======== Available data
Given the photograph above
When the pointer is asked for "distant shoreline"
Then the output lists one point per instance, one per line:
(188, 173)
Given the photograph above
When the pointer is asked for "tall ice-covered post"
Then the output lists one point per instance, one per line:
================
● **Exercise**
Swap every "pointer" in the lines above for "locator", keeping everything else unchanged.

● **Solved problem**
Given the photograph above
When the locator is asked for "distant shoreline"
Then the output lists one point per instance, one per line:
(188, 173)
Given the photograph above
When the locator is asked for "tall ice-covered post"
Then the output lists one point per instance, one per line:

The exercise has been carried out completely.